Records from a collection
*****
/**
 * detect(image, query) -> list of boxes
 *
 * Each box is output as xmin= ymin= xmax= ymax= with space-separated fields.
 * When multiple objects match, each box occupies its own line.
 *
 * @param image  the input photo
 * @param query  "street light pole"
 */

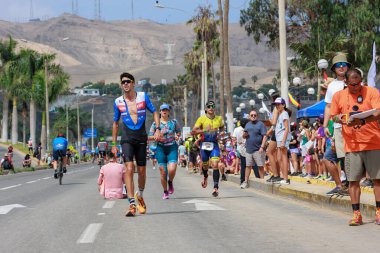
xmin=44 ymin=59 xmax=50 ymax=151
xmin=278 ymin=0 xmax=289 ymax=106
xmin=77 ymin=95 xmax=82 ymax=163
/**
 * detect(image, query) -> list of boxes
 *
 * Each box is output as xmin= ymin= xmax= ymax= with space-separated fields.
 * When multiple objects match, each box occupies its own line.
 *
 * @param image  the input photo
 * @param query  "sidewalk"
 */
xmin=193 ymin=171 xmax=376 ymax=219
*****
Exercise aim:
Switch every "photo" in the lines above to "picture" and change nothing else. Leave the pictures out of your answer.

Correct response:
/**
 * detect(image, query) -> list of boxes
 *
 * Each box is output as xmin= ymin= xmax= ymax= with space-separated fields.
 * When multiple objects match, each box occupies its own line.
 *
 * @param image  the input picture
 * @param query  "street light pole"
 */

xmin=44 ymin=59 xmax=50 ymax=151
xmin=278 ymin=0 xmax=289 ymax=106
xmin=77 ymin=95 xmax=82 ymax=163
/**
 * detect(image, query) -> list of boxes
 *
 * Each box is output as xmin= ymin= xmax= ymax= with space-separated fields.
 * When multiple objects match, each box occupies its own line.
 *
 * @param image  the input picture
 * @param query  "sidewalk"
 */
xmin=193 ymin=171 xmax=376 ymax=219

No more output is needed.